#### Work to complete
Below are entries; count the lines containing the string "give". The answer is that number alone.

#### Record extracts

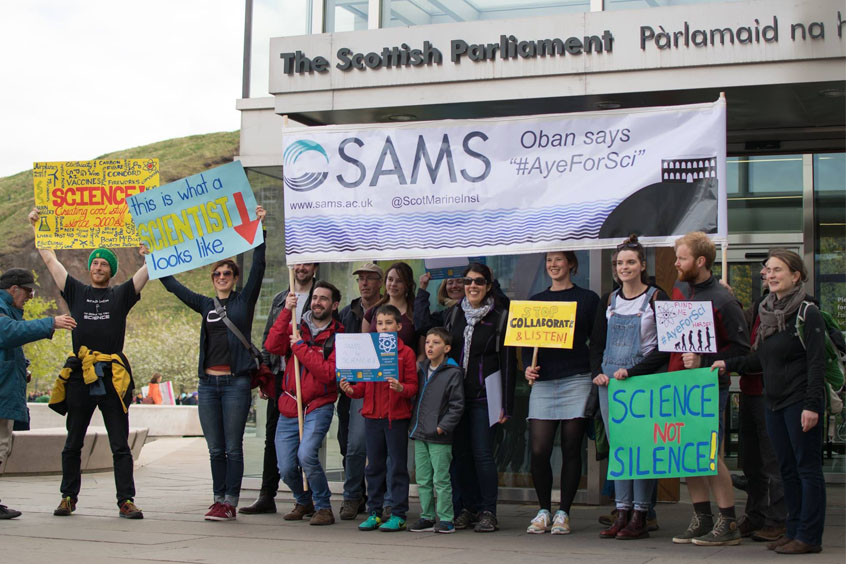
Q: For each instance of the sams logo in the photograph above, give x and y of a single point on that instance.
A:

---

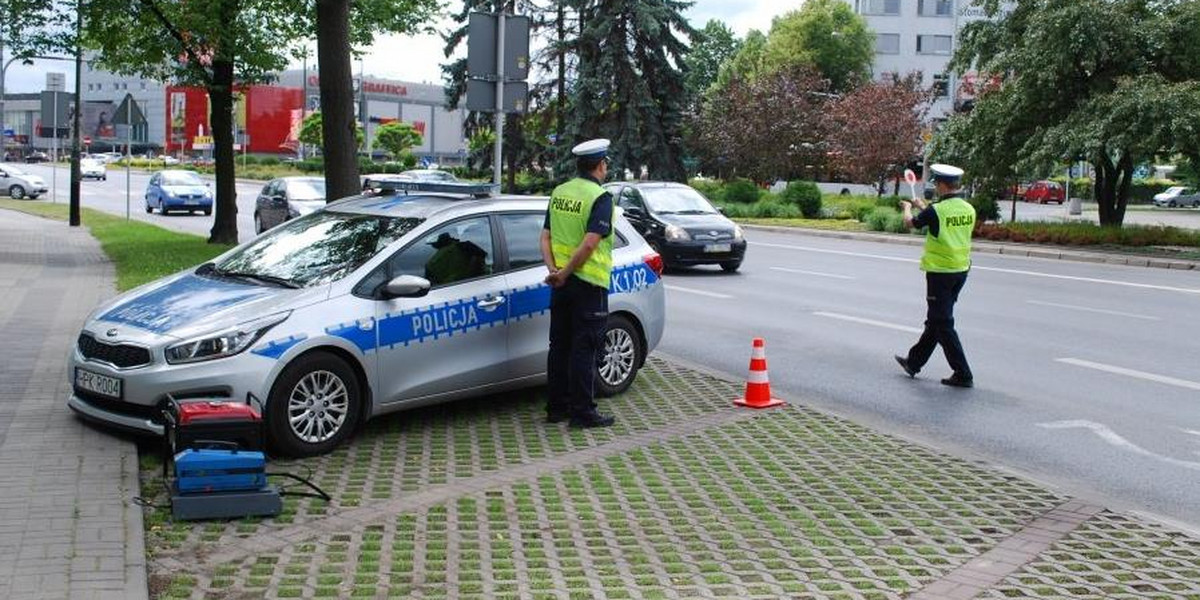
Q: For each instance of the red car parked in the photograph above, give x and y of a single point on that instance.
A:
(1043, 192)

* * *

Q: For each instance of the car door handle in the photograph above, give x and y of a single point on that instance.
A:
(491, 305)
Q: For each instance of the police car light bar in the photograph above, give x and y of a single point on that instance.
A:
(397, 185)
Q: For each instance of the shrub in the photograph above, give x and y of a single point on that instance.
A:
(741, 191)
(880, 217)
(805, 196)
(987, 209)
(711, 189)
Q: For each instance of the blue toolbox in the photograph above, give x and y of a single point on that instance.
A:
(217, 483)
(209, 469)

#### Result of this exercise
6